Please copy out all the records below, changing "Target" to "Label" wherever it occurs and keeping every other line the same.

++++ Provided entries

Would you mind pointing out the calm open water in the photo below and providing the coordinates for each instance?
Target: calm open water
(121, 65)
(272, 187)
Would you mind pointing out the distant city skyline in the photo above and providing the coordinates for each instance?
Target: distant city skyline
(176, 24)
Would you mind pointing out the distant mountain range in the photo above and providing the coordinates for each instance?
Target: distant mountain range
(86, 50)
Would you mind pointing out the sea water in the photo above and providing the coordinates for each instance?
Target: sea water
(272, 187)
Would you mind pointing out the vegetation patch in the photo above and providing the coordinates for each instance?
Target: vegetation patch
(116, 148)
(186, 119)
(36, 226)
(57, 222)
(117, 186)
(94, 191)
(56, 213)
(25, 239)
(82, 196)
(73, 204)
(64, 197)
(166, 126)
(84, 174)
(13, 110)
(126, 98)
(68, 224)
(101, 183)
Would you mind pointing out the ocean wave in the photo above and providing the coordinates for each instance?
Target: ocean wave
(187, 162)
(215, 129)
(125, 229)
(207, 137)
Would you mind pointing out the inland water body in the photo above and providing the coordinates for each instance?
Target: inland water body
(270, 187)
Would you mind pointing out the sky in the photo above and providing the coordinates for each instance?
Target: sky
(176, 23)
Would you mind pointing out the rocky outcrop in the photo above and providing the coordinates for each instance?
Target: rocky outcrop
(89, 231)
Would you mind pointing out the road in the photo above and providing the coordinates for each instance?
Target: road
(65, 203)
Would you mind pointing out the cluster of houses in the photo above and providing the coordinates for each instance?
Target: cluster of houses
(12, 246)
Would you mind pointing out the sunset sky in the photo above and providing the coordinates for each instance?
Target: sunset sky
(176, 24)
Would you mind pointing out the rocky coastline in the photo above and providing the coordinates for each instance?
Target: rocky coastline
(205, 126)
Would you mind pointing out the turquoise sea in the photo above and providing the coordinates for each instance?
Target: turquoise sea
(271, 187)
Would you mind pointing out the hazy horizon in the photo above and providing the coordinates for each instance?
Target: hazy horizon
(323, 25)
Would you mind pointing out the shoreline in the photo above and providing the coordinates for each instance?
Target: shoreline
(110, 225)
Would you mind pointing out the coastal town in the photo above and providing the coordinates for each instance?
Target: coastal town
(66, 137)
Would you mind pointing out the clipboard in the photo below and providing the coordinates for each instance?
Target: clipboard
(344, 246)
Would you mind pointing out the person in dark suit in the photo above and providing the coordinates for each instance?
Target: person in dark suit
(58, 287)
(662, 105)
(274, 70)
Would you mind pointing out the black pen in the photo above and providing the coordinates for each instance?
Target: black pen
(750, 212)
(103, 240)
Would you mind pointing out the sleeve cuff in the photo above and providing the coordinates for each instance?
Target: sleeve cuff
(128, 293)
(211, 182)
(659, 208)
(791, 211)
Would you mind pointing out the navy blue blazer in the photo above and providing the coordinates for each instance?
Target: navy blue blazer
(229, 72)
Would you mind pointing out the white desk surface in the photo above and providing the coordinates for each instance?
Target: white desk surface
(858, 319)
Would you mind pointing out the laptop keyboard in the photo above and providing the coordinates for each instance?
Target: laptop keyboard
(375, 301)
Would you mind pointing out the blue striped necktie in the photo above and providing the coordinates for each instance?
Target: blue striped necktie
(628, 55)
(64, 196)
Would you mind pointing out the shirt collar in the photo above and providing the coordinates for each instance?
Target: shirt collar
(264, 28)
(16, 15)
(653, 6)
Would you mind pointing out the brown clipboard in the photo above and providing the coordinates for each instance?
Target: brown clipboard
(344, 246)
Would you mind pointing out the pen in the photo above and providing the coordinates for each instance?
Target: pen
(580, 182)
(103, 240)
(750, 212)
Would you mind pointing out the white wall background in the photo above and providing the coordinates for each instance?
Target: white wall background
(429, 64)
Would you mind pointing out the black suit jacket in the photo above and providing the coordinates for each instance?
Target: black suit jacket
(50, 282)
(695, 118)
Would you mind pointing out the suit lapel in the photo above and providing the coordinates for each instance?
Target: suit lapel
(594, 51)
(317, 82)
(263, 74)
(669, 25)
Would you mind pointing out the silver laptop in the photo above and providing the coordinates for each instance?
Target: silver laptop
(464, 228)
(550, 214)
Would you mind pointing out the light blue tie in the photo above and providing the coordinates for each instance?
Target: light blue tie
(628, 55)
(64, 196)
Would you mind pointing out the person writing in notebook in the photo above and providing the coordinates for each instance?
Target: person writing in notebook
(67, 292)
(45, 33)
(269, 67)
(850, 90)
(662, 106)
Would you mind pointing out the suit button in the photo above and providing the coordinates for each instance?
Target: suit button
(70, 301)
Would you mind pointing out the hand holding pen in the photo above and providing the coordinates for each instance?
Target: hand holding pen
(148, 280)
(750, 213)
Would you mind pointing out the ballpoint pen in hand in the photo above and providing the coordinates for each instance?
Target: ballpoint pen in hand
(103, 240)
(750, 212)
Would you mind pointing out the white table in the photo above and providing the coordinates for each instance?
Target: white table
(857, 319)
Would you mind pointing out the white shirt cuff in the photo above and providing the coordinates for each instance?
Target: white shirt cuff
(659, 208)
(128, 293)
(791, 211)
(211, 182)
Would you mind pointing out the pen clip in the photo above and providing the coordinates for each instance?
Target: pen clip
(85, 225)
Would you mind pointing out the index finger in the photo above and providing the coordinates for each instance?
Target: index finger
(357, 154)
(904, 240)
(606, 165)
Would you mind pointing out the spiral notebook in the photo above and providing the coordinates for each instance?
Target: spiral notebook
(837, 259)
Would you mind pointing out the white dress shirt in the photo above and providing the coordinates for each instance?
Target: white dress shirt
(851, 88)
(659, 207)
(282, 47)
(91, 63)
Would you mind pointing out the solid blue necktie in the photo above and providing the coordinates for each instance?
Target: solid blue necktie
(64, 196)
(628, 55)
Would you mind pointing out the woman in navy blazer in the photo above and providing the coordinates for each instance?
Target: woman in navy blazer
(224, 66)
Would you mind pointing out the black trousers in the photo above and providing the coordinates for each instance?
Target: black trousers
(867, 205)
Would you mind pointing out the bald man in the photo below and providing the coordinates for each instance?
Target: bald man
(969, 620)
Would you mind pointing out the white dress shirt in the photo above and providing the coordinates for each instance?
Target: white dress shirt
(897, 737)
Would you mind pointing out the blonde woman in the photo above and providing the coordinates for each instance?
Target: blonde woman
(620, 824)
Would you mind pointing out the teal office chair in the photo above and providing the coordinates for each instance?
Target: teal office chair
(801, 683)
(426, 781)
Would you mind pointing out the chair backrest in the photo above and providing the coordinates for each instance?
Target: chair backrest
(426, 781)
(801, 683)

++++++++

Correct response
Would you mind pointing out the calm open water in the photo below and providing the coordinates for each instance?
Label: calm open water
(121, 65)
(272, 187)
Would you mind pointing out the distant city skyline in the photo above and providing the coordinates for each instance?
Label: distant city skyline
(176, 24)
Would you mind pointing out the distant mountain range in the photo above and providing the coordinates for each instance?
Label: distant mountain range
(86, 50)
Would you mind pointing out the sea water in the photo above and providing the coordinates for each instance?
Label: sea water
(272, 187)
Would you mind pointing out the vegetation patch in the photo above and providing the coordinates for each instance?
Label: vegetation patch
(116, 148)
(186, 119)
(36, 226)
(57, 222)
(117, 186)
(94, 191)
(56, 213)
(25, 239)
(82, 196)
(73, 204)
(64, 197)
(166, 126)
(84, 174)
(13, 110)
(126, 98)
(68, 224)
(101, 183)
Would you mind pointing out the ocean wave in the photo above and providing the coordinates for each instance?
Label: ocean wave
(187, 162)
(215, 129)
(125, 229)
(207, 137)
Would you mind pointing out the inland water body in the photo above and providing the coordinates for each instance?
Label: inland water body
(270, 187)
Would you mind pointing out the sky in the photo above and providing the coordinates for each instance?
Label: sky
(176, 23)
Would you mind pointing out the rocky outcrop in the photo above and providing the coordinates for each instance?
Label: rocky outcrop
(89, 231)
Would you mind pointing out the road in the photo above and providing the coordinates for each instance?
Label: road
(65, 203)
Would you mind pointing out the cluster of houses in the photo above and providing the coordinates for each instance?
Label: cluster of houses
(12, 246)
Would you mind pointing out the sunset sky in the photo above and providing the coordinates for each instance?
Label: sunset sky
(176, 24)
Would you mind pointing out the rocky coastline in the photo above and providing the coordinates for each instance?
Label: rocky coastline
(205, 126)
Would you mind pointing out the turquoise sea in the photo above and providing the coordinates for each instance?
Label: turquoise sea
(271, 187)
Would you mind pointing out the hazy horizon in the photo above and providing the coordinates for each instance?
Label: hazy horizon
(323, 25)
Would you mind pointing out the shoreline in the photo above and providing the coordinates for each instance?
Label: shoreline
(110, 225)
Would you mind pointing out the coastal town in the photo above and providing the coordinates for each instance?
Label: coastal town
(66, 137)
Would you mind pointing out the clipboard in the photo below and providing the coordinates for each instance?
Label: clipboard
(344, 246)
Would you mind pointing out the person in dark suit in the photo above and providing the coordinates for each instance?
Label: person in dark suit
(58, 287)
(662, 105)
(274, 70)
Would you mind pointing out the black pen in the photo above and providing the coordinates for each instance?
Label: black pen
(750, 212)
(103, 240)
Would you mind pointing out the sleeve cuff in the photo above and providing the coordinates for each instance?
Label: sleeve cuff
(128, 293)
(211, 182)
(659, 208)
(791, 211)
Would you mind pointing out the navy blue blazer in the photo above and providing the coordinates for each instance?
Label: navy blue blazer
(229, 72)
Would you mind pointing out the white desk surface in the photo above and providing the coordinates for each instance?
Label: white desk surface
(858, 319)
Would you mind pointing out the laptop keyboard in the photo above and providing the coordinates for each instance?
Label: laptop keyboard
(375, 301)
Would you mind pointing out the blue striped necktie in the photo above and providing the coordinates for each instance?
Label: blue striped necktie
(628, 55)
(64, 196)
Would you mind pointing out the shirt collar in the photo above and providing the coordinates for each instance?
Label: shirt collar
(264, 28)
(16, 15)
(653, 6)
Would you mind pointing out the brown clipboard in the photo above and providing the coordinates for each instance?
Label: brown clipboard
(344, 246)
Would you mind pointing out the pen in the photo above and providing the coordinates for each instance?
Label: pen
(580, 182)
(103, 240)
(750, 212)
Would you mind pointing out the white wall background in the photo above and providing the coordinates for each instance?
Label: white wall background
(429, 64)
Would you mind pointing out the black suit jacket in the photo above and providing the coordinates for each instance?
Label: black suit jacket
(50, 282)
(695, 118)
Would you mind pointing out the suit lapel in the photo above and providing the coordinates for each instance?
Label: suit lapel
(594, 51)
(317, 82)
(263, 74)
(669, 25)
Would you mind pointing out the silver laptop in the photo above and providing the coordinates for each instance?
Label: silver laptop
(464, 228)
(550, 214)
Would you mind pointing out the light blue tie in the photo above and providing the coordinates for each instance?
Label: light blue tie
(628, 55)
(64, 196)
Would you mind pointing out the person writing in notebook in the photo above and providing the coordinates for each instance?
Label: person writing in notebook
(67, 292)
(45, 33)
(269, 67)
(850, 90)
(662, 106)
Would you mind pointing out the suit button in the photo above and providing the coordinates for each instance?
Label: suit button
(70, 301)
Would you mind pointing out the hand holding pen in the photo above and providing the coordinates for each instance?
Label: hand holding pen
(148, 280)
(750, 213)
Would you mind pointing out the ballpoint pen in hand in the photo above and providing the coordinates for each instance?
Label: ballpoint pen in hand
(103, 240)
(750, 212)
Would you mind pointing out the white table in the photo above and providing the coordinates for each instance?
Label: white table
(857, 319)
Would you mind pointing out the white shirt cuff in the photo above and providing the coordinates for each instance?
Label: white shirt cuff
(659, 208)
(128, 293)
(791, 211)
(211, 182)
Would you mind pointing out the pen clip in the photo above and providing the coordinates for each instance?
Label: pen clip
(85, 225)
Would you mind pointing out the index finger in the photo above and providing the coordinates for each instance?
Label: index finger
(357, 154)
(904, 240)
(606, 165)
Would you mind pointing out the spiral notebook in the photo above and providing the coordinates for each instance?
Label: spiral notebook
(837, 259)
Would you mind pointing out the white dress shirt in the photo above and providing the coordinates for each instance?
Label: white dress shirt
(851, 88)
(659, 207)
(282, 47)
(91, 63)
Would you mind pointing out the solid blue necktie in the photo above and providing the coordinates for each instance?
Label: solid blue necktie
(64, 196)
(628, 55)
Would you mind pointing out the woman in navy blazer in the photo above and providing the coordinates for each instance?
Label: woman in navy blazer
(224, 66)
Would you mind pointing out the black trousers in the photo above and providing the coordinates for each instance?
Label: black trousers
(867, 205)
Would you mind pointing out the bald man in the photo below and providing the coordinates for each instance?
Label: bald man
(969, 620)
Would you mind pointing out the white dress shirt in the photo above and providing the coordinates for each instance?
Label: white dress shirt
(897, 737)
Would you mind pointing out the blonde woman in the photo above and providing the coordinates for each instance?
Label: blonde woman
(620, 824)
Would you mind pointing out the teal office chair in the photo above and providing the coordinates for each instance?
Label: teal office chair
(801, 683)
(426, 781)
Would you mind pointing out the chair backrest in the photo above and providing the coordinates for each instance?
Label: chair backrest
(426, 781)
(801, 683)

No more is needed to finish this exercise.